→ **Stored items**
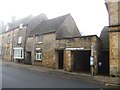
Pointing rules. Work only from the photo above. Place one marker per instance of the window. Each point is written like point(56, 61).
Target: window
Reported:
point(19, 40)
point(39, 55)
point(39, 39)
point(21, 26)
point(8, 40)
point(18, 53)
point(1, 49)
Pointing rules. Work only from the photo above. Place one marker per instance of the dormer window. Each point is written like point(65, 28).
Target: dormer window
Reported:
point(21, 26)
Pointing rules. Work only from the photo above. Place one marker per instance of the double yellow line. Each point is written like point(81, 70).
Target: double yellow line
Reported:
point(108, 84)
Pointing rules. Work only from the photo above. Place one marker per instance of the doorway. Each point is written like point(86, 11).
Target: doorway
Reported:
point(81, 61)
point(103, 69)
point(60, 59)
point(28, 59)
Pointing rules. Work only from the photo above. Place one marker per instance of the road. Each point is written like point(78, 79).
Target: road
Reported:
point(17, 77)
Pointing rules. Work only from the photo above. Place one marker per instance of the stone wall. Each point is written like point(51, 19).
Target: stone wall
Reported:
point(114, 37)
point(84, 43)
point(47, 47)
point(7, 45)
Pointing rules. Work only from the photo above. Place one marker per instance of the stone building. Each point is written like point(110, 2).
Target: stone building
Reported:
point(54, 43)
point(57, 43)
point(14, 39)
point(113, 8)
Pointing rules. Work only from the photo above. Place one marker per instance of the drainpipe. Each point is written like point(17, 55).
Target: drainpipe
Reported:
point(25, 43)
point(92, 59)
point(12, 56)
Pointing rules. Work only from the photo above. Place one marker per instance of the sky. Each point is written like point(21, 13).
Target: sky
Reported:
point(90, 15)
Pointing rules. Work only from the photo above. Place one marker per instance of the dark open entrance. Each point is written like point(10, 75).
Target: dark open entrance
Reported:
point(103, 64)
point(60, 59)
point(29, 60)
point(81, 61)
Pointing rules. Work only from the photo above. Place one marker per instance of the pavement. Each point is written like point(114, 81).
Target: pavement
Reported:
point(108, 81)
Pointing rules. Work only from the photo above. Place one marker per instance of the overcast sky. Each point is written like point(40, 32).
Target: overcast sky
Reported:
point(90, 15)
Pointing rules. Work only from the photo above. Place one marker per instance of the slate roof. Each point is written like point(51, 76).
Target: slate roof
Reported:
point(30, 21)
point(49, 26)
point(23, 21)
point(104, 36)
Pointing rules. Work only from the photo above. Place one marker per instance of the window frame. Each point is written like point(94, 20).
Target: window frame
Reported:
point(39, 39)
point(16, 55)
point(38, 55)
point(19, 40)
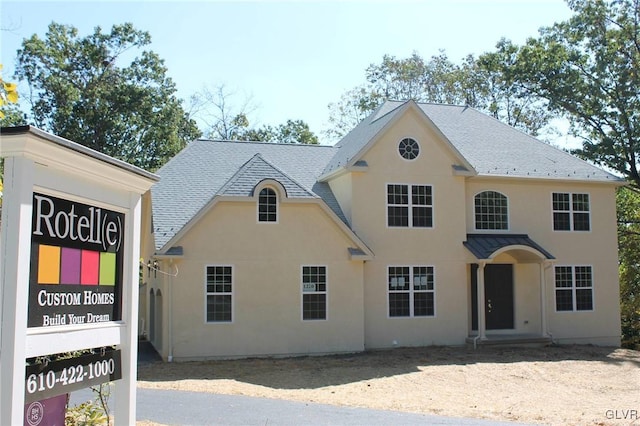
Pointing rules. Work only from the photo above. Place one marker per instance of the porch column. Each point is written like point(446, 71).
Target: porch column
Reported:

→ **TASK PROMPT**
Count the lines above in which the word "column" appears, then state only that count.

→ **SOLUTION TO THIS PROBLEM**
2